BEGIN
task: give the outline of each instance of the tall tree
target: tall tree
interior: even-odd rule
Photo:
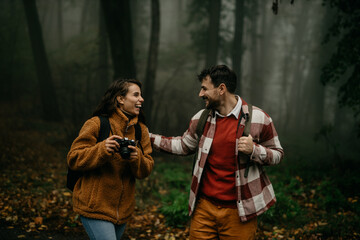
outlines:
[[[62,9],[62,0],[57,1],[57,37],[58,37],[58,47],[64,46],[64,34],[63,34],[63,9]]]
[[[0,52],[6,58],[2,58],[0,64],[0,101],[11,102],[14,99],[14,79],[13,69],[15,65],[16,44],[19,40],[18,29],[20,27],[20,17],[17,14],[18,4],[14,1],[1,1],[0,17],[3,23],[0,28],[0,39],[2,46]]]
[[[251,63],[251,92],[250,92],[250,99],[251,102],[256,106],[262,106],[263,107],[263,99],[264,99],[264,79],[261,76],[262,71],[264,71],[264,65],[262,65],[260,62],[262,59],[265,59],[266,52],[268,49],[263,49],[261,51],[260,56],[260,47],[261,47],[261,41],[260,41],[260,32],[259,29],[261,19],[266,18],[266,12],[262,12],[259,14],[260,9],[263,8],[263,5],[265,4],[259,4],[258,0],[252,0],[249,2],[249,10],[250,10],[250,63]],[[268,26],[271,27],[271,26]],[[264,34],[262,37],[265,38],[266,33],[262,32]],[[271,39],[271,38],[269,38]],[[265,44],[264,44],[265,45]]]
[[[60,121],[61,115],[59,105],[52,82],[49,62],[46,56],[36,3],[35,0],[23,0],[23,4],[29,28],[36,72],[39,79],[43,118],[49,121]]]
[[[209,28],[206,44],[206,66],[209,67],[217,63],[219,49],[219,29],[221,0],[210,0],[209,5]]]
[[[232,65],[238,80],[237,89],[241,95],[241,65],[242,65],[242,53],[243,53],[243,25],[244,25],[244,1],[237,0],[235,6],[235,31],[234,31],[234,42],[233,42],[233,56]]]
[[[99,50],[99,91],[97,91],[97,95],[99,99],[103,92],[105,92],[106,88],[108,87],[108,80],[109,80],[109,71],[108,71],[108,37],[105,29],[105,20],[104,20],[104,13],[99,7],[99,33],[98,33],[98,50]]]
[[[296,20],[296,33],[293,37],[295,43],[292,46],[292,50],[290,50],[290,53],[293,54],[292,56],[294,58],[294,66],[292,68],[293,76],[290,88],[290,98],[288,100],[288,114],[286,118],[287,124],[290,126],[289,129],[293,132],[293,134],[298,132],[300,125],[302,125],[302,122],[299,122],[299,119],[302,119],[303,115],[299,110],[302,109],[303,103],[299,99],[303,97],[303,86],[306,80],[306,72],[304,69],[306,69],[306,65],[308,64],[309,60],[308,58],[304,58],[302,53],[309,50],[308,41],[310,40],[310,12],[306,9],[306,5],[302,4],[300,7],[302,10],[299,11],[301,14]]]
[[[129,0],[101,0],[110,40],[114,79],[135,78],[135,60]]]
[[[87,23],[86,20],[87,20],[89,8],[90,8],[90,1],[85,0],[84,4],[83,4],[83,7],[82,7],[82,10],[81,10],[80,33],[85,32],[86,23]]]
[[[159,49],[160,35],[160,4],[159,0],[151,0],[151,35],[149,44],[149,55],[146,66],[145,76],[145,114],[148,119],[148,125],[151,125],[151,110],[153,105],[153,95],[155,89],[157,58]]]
END
BEGIN
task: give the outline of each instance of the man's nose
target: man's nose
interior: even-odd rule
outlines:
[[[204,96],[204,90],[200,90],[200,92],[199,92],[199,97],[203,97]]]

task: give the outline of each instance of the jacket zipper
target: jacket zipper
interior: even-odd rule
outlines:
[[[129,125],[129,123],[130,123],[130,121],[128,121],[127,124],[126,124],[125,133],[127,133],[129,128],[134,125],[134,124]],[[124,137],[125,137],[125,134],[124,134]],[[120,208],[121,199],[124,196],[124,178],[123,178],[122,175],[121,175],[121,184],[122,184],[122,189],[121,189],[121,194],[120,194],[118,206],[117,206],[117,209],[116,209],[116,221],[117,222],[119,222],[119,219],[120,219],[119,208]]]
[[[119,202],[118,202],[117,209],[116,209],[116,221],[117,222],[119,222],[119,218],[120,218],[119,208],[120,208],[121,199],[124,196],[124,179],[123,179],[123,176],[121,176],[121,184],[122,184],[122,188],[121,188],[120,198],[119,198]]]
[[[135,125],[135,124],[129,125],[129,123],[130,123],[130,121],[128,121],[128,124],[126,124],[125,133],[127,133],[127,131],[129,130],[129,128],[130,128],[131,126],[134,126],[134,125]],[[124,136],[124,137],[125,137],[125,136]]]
END
BEGIN
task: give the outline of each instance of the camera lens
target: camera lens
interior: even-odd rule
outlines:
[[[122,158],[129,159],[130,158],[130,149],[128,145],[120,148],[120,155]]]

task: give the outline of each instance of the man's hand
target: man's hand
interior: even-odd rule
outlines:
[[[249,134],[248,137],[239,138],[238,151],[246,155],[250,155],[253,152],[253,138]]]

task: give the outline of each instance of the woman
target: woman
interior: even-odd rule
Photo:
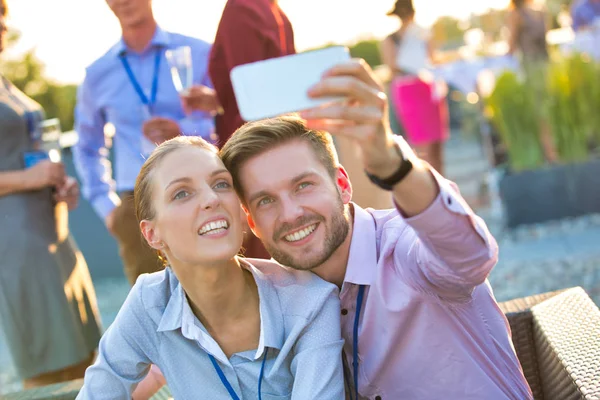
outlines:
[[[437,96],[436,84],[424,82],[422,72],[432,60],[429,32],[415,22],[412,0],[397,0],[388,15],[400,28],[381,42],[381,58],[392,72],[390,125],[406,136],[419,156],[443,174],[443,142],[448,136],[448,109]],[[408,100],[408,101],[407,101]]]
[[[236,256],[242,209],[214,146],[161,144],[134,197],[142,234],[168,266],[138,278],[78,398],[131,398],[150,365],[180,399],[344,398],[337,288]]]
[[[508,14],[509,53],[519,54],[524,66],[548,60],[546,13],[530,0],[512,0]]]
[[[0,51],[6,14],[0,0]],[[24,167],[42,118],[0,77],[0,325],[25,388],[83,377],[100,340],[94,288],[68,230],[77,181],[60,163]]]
END
Assigned task: Which lines of the material contain "nose"? List them.

Response area:
task: give the outline of each instance of the man's nose
target: man's nose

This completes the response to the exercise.